Task directions —
Retype the tail of the data exactly, starting at the line containing "target | open patio umbrella" and stopping at the last line.

:: Task inputs ::

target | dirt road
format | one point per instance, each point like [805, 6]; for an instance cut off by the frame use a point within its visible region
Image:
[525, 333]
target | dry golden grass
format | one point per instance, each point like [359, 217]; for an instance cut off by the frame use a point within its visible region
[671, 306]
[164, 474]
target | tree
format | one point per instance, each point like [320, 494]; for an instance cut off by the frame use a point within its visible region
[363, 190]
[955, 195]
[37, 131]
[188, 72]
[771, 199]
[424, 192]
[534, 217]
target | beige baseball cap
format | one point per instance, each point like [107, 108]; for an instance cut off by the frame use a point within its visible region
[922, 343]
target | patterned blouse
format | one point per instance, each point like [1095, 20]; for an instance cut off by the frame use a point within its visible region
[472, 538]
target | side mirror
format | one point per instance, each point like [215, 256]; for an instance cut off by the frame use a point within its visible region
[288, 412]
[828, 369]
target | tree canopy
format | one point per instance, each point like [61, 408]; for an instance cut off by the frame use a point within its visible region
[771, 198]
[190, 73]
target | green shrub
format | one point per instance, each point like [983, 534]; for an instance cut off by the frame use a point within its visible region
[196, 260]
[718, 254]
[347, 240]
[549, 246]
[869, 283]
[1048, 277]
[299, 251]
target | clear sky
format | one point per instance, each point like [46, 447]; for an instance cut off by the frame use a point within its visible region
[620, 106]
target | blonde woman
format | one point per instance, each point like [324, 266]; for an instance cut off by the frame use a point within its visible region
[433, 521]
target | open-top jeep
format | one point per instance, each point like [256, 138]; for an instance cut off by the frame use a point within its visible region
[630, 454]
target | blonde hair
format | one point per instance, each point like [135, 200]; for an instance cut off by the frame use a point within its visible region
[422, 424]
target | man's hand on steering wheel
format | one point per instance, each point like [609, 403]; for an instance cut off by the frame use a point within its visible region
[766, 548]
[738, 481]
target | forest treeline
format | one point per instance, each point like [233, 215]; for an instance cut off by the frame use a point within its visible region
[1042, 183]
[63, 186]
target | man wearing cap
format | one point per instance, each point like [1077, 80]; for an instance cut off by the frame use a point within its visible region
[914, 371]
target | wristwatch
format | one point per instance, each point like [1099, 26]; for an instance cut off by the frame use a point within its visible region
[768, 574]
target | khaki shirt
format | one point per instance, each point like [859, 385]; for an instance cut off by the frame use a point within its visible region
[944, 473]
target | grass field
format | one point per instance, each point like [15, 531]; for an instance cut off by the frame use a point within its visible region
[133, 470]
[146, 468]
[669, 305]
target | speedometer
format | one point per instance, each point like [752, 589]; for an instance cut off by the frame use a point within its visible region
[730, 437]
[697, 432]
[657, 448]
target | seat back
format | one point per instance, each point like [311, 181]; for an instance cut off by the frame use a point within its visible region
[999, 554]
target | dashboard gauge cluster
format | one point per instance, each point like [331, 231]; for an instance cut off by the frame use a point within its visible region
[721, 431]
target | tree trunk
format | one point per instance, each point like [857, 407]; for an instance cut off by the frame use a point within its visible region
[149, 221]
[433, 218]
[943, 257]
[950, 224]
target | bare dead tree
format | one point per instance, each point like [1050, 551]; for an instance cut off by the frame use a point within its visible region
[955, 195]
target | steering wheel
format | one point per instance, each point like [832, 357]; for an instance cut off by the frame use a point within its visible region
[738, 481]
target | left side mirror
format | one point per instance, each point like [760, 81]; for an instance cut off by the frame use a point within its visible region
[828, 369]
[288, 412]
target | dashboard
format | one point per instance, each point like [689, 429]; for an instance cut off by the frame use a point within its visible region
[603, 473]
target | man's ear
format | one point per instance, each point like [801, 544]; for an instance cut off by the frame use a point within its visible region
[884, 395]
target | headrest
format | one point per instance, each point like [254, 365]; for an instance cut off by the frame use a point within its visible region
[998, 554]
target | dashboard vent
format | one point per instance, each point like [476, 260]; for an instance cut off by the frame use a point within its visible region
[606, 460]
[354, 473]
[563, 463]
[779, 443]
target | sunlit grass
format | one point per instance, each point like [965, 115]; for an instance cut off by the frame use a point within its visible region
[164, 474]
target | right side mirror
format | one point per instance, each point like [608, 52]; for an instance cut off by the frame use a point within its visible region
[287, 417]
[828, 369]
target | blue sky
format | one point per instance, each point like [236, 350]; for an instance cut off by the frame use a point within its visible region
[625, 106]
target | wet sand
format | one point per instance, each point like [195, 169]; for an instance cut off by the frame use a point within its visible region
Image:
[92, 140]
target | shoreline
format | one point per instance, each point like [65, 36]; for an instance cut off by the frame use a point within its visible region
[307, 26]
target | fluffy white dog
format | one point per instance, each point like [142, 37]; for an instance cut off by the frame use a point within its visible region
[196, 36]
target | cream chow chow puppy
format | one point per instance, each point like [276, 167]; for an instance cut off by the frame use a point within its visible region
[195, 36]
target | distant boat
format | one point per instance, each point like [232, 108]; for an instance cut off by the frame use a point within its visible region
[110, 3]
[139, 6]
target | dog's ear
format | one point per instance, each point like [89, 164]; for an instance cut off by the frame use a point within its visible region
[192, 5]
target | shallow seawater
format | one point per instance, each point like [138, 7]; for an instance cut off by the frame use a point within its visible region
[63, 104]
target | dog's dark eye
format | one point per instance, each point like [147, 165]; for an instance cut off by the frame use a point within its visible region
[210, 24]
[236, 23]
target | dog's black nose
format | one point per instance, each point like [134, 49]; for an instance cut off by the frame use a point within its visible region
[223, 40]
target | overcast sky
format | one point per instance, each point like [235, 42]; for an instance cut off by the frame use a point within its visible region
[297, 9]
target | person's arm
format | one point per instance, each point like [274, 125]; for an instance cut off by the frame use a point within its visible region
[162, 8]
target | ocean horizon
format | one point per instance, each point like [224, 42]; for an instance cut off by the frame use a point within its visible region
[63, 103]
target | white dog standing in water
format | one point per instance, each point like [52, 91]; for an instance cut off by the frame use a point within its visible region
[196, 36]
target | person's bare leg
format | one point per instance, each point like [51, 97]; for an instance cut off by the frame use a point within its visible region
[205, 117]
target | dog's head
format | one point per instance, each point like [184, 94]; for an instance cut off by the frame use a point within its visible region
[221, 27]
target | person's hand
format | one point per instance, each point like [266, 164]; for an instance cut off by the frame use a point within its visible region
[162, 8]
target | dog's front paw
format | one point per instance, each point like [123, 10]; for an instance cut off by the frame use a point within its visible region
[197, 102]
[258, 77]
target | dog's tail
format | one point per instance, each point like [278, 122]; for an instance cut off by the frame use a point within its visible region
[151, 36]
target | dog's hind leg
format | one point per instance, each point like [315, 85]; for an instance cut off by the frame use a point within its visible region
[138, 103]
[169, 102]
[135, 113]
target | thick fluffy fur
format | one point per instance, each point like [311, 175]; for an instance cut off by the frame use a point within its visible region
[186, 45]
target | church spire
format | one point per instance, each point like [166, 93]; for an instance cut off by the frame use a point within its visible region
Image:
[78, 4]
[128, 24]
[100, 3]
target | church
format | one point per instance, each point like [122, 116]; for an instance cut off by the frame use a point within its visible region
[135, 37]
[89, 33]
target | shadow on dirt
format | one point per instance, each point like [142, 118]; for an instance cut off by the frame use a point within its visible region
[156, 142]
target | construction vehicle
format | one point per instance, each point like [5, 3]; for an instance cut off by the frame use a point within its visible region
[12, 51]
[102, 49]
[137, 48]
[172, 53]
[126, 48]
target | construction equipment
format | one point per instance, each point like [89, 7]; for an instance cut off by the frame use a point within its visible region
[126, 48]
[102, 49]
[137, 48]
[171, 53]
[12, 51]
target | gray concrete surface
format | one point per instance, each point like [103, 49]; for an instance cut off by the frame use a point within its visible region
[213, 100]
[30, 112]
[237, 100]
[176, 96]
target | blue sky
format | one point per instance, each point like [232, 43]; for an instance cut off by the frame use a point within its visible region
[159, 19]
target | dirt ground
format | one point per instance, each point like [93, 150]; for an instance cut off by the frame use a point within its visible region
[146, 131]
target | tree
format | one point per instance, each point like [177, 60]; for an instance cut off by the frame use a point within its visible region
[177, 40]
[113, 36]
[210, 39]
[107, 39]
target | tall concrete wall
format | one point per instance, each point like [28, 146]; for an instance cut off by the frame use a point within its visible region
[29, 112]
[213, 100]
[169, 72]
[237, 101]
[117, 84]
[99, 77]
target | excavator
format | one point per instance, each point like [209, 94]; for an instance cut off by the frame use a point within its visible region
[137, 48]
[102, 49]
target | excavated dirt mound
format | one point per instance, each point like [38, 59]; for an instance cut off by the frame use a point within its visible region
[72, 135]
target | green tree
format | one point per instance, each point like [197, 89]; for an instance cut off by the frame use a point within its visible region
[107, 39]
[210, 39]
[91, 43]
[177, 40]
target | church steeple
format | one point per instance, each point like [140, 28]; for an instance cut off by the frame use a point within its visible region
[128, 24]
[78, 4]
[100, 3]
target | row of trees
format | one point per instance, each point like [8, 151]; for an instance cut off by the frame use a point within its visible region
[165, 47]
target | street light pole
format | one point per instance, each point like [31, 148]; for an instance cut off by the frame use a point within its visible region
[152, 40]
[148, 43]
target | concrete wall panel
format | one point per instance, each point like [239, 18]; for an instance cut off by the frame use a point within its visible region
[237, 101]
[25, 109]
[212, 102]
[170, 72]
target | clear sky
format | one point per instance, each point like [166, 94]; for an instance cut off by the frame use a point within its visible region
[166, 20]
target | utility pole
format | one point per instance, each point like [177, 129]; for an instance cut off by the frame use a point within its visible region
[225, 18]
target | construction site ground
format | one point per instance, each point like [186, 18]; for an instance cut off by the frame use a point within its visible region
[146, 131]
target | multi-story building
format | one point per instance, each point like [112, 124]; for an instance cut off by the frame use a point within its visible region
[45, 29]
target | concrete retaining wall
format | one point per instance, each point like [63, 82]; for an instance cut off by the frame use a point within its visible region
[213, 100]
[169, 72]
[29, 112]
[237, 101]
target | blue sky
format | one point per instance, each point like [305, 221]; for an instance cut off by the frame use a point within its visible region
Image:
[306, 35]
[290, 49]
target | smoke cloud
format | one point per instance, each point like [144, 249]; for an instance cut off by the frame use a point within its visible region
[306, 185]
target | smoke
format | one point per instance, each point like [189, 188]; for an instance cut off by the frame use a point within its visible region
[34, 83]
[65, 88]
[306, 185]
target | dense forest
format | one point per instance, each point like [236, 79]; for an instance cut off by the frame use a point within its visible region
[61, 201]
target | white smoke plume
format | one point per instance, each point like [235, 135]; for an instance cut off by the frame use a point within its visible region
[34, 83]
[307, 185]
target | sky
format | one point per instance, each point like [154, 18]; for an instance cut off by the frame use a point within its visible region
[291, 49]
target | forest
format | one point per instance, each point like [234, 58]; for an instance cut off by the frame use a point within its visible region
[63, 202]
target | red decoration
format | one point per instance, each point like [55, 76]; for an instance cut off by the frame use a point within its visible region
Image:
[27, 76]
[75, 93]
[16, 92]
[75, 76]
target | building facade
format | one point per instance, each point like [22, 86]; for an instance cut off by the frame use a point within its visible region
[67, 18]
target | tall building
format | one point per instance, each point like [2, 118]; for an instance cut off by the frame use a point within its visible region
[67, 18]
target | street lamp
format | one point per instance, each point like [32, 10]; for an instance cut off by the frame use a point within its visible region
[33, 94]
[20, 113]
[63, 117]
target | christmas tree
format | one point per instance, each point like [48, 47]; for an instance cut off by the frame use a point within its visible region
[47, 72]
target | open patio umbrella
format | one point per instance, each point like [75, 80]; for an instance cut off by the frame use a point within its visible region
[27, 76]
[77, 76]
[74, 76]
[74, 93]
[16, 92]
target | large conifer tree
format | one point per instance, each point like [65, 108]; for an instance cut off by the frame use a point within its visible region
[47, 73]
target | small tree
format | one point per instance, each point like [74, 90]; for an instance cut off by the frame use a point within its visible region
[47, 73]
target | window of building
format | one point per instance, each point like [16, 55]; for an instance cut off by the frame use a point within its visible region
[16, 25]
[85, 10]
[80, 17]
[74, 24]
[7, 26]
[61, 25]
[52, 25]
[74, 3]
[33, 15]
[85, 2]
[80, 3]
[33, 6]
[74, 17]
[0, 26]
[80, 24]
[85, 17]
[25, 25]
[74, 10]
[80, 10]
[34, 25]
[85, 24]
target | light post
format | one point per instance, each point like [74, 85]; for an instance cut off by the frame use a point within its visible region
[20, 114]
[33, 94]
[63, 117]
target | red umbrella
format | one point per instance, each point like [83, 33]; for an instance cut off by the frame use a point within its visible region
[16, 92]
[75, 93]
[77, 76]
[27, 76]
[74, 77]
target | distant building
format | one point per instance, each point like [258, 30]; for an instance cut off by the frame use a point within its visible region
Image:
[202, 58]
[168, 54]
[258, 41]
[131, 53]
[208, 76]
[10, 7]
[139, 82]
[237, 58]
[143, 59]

:::

Task answer —
target | open patio umbrella
format | one point per instance, each point like [75, 80]; for an instance cut off by the frame use a point within its visible region
[27, 76]
[77, 76]
[74, 76]
[74, 93]
[16, 92]
target | large conifer tree
format | one point per instance, each point like [65, 108]; for an instance cut off by the frame use a point within its visible region
[47, 73]
target | small tree
format | one point per instance, each point like [74, 90]; for an instance cut off by the frame use a point within its visible region
[47, 73]
target | window of building
format | one point per instance, each point like [16, 55]; for an instance cut off by the frame use a point within its visible region
[16, 25]
[85, 10]
[80, 17]
[74, 24]
[7, 26]
[61, 25]
[52, 25]
[74, 3]
[33, 15]
[85, 2]
[80, 3]
[33, 6]
[74, 17]
[0, 26]
[80, 24]
[85, 17]
[25, 25]
[74, 10]
[80, 10]
[34, 25]
[85, 24]
target | light post
format | one point per instance, each point like [74, 85]; for an instance cut off by the frame use a point within its visible region
[20, 114]
[33, 94]
[63, 117]
target | red umbrella
format | one point per instance, each point like [83, 33]; for an instance cut off by the frame use a point within its visible region
[16, 92]
[75, 93]
[77, 76]
[27, 76]
[74, 77]
target | distant building
format | one point per instance, each point like [258, 30]; for an instance cut off by the frame use a point within its visible region
Image:
[202, 58]
[168, 54]
[258, 41]
[131, 53]
[208, 76]
[10, 7]
[139, 82]
[237, 58]
[143, 59]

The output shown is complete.